(TASK GOAL): Print all entries word for word.
Segment Start: SUPPLIED MATERIAL
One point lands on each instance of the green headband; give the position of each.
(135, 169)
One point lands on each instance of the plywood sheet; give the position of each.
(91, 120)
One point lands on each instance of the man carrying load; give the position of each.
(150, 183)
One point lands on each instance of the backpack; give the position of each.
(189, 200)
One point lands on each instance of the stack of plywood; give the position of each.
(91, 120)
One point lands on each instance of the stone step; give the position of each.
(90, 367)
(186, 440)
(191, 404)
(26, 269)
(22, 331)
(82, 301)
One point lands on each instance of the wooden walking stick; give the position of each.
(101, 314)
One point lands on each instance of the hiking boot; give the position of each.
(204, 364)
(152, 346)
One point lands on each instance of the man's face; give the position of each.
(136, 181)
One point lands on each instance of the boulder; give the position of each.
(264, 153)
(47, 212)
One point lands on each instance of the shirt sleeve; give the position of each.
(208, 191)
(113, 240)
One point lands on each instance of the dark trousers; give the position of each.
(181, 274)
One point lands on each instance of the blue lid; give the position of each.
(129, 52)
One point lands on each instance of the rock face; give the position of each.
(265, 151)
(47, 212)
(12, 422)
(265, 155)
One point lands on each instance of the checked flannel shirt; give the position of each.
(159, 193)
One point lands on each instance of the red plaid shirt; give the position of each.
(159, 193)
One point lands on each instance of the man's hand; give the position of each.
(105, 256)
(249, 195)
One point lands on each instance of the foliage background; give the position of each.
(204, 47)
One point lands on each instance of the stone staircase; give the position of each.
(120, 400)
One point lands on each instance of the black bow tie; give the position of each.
Segment End: SUPPLIED MATERIAL
(SOLUTION TO THIS EXERCISE):
One point lands on each instance of the green headband; give the position of each.
(135, 169)
One point lands on each instance of the plywood sheet; give the position of each.
(91, 120)
One point lands on each instance of the man carrying load; give the position of each.
(150, 183)
One point lands on each instance of the backpack; give the position of each.
(189, 200)
One point lands on each instance of the stack of plywood; give the position of each.
(91, 120)
One point lands on each instance of the stone step; give the position of each.
(90, 367)
(186, 440)
(191, 404)
(26, 269)
(22, 331)
(82, 301)
One point lands on each instance of the wooden walking stick; give the position of each.
(101, 314)
One point lands on each instance of the hiking boot; give the position of each.
(204, 364)
(152, 346)
One point lands on each instance of the man's face; give the position of each.
(136, 181)
One point lands on each instance of the boulder; give the position of each.
(264, 153)
(47, 212)
One point lands on each instance of the shirt sleeve; give the position of each.
(208, 191)
(113, 240)
One point lands on each instance of the dark trousers; give the position of each.
(181, 274)
One point lands on each instance of the blue lid; give the position of each.
(129, 52)
One point lands on each instance of the rock face; give the position of each.
(265, 151)
(47, 212)
(12, 422)
(265, 155)
One point lands on each instance of the checked flannel shirt; give the position of each.
(159, 193)
One point lands on each instance of the red plaid shirt; give the position of each.
(159, 193)
One point lands on each instance of the man's hand; give the position of each.
(105, 256)
(249, 195)
One point lands on each instance of the foliage background; give the position of each.
(204, 47)
One point lands on each instance of the stone staircase; give the position of each.
(120, 400)
One point lands on each instance of the black bow tie; give the position of each.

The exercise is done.